**FRAGMENTO DEL TEXTO**
——————

Por último tenemos la información de otro plano, hecho por Lorenzo Boturini pero que desafortunadamente ha desaparecido. El mismo, años más tarde, escribió en su catálogo de documentos y códices que «mandé a sacarlo en mapa, el que tengo en mi archivo» (1974:23). Debe ser cierta esta cita, lo que es muy probable y el plano debió hacerse entre 1736 y 1743 que son los años en que el Caballero Boturini permaneció en la Nueva España; de esta forma fue el primero en la nueva tradición científica Occidental.

El siglo XIX trajo consigo una nueva forma de ver las ciudades prehispánicas a través de los ojos de los viajeros, que siguiendo los pasos del pionero Humboldt tenían una formación cultural diferente a los ojos locales. El primero que se preocupó por mostrar Teotihuacan -descontado el plano perdido de Boturini- y de la más amplia manera posible, fue William Bullock, quien buscaba materiales para montar una exhibición en Londres (1824). Al publicar su libro y catálogo incluyó una perspectiva del sitio mostrándolo desde de la Pirámide de la Luna, donde se vía la Calle de los Muertos y la Pirámide del Sol; la vista es sugerente, claramente romántica y trata de destacar la dimensión del conjunto; también hizo una maqueta, quizás la primera de la arqueología americana. Este trabajo fue la introducción de dos nuevas formas de ver un sitio de este tipo: la maqueta y la vista perspectiva además del plano. La distancia cultural le permitía intentar nuevas técnicas de representación acordes al nuevo Romanticismo europeo. El autor tenía clara la magnitud de lo que estaba viendo: «había cientos de pirámides más pequeñas, trazadas para formar una especie de calles rectangulares» (Bullock 1991:97), las dimensiones del conjunto y de los monumentos principales las tenía de un relevamieno hecho por Juan José de Oteyza y Vértiz en 1803 quien ya había ayudado a Humboldt. Según Bullock el dibujo fue hecho por su hijo. El problema que él tenía, y que fue el de muchos en su tiempo, era que las herramientas técnicas no eran suficientes para mostrar lo que quería. Vale la pena comparar estas vistas con las de Moritz Rugendas, hechas entre 1831 y 1834, en las que el artista quiso incluir otros hechos más que las ruinas mismas, como las plantas de maguey, por lo que prestó menos interés a las pirámides mismas, no podía con todo a la vez (Loschner 1978).

——————

**TAREA PLANTEADA A**
Reproduzca sin alteraciones los registros desde su primera línea hasta la línea que contiene "[184,86,214,180]", incluidas ambas.

[Registros de una colección de datos]
——————

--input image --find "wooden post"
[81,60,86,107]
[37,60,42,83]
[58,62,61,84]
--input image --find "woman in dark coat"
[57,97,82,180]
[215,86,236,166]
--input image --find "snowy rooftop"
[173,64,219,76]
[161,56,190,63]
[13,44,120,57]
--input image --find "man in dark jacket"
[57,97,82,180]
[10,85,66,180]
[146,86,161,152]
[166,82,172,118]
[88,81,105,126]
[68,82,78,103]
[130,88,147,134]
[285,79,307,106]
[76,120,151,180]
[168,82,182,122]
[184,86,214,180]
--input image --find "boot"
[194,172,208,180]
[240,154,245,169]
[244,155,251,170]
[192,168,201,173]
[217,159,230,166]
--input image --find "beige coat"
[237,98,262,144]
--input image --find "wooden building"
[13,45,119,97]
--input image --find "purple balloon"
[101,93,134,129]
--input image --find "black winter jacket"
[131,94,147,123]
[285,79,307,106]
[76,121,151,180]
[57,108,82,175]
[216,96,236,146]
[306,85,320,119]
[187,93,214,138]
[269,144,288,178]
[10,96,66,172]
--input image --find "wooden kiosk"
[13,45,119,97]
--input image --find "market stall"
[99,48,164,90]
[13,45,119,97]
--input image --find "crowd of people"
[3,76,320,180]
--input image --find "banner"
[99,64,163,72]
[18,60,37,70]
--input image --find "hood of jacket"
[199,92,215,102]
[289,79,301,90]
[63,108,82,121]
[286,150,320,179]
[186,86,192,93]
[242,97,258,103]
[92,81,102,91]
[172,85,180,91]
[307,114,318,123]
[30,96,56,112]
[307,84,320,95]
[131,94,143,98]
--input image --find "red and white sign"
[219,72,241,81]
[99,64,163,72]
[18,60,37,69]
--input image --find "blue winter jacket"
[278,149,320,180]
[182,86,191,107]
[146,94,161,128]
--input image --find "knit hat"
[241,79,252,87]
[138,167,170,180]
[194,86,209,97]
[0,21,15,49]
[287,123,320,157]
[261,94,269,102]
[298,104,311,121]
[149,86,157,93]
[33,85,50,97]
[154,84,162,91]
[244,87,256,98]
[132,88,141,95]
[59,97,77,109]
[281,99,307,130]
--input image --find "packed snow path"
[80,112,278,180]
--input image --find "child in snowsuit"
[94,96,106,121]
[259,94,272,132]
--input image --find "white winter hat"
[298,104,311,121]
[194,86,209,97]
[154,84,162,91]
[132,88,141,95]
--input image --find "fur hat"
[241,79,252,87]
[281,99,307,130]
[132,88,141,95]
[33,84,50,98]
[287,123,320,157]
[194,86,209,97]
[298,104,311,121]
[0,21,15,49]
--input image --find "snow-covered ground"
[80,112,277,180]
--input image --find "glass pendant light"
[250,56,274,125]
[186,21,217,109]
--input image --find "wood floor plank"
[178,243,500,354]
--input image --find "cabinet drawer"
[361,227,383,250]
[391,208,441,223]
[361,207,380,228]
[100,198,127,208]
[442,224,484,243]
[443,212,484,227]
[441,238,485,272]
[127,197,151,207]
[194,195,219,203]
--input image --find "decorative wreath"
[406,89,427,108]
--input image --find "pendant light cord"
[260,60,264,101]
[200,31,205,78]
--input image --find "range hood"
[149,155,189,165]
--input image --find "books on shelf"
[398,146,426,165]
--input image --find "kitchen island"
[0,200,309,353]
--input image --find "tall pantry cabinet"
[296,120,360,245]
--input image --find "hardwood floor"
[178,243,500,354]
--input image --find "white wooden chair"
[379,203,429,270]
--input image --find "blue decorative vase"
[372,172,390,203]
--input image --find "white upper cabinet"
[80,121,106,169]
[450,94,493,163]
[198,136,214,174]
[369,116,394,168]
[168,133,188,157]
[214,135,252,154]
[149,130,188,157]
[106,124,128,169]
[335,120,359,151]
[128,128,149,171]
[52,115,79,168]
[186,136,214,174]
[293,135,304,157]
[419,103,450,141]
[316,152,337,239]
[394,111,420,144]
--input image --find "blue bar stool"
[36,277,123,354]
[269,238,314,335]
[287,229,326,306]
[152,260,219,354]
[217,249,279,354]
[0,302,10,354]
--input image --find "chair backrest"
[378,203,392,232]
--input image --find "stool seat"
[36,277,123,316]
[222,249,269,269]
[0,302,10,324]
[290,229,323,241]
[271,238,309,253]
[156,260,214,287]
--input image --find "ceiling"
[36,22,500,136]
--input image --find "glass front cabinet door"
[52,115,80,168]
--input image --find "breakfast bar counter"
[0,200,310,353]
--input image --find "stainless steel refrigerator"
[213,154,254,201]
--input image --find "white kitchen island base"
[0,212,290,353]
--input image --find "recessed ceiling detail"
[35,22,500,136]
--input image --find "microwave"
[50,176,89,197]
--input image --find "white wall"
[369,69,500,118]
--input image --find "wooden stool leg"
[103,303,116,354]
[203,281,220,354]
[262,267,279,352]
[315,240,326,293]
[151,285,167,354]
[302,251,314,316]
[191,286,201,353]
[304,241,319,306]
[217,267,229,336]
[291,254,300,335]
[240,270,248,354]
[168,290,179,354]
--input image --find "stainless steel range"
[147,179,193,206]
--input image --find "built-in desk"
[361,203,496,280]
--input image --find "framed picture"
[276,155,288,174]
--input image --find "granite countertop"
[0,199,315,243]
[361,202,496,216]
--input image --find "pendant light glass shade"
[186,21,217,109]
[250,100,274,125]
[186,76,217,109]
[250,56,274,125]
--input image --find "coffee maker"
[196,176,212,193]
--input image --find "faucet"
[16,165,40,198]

——————

**TAREA PLANTEADA B**
Transcriba literalmente el pasaje del texto sobre Teotihuacan que comienza con las palabras "Por último tenemos" y termina después de "tradición científica Occidental.".

**RESPUESTA COMPLETA A**
--input image --find "wooden post"
[81,60,86,107]
[37,60,42,83]
[58,62,61,84]
--input image --find "woman in dark coat"
[57,97,82,180]
[215,86,236,166]
--input image --find "snowy rooftop"
[173,64,219,76]
[161,56,190,63]
[13,44,120,57]
--input image --find "man in dark jacket"
[57,97,82,180]
[10,85,66,180]
[146,86,161,152]
[166,82,172,118]
[88,81,105,126]
[68,82,78,103]
[130,88,147,134]
[285,79,307,106]
[76,120,151,180]
[168,82,182,122]
[184,86,214,180]

**RESPUESTA COMPLETA B**
Por último tenemos la información de otro plano, hecho por Lorenzo Boturini pero que desafortunadamente ha desaparecido. El mismo, años más tarde, escribió en su catálogo de documentos y códices que «mandé a sacarlo en mapa, el que tengo en mi archivo» (1974:23). Debe ser cierta esta cita, lo que es muy probable y el plano debió hacerse entre 1736 y 1743 que son los años en que el Caballero Boturini permaneció en la Nueva España; de esta forma fue el primero en la nueva tradición científica Occidental.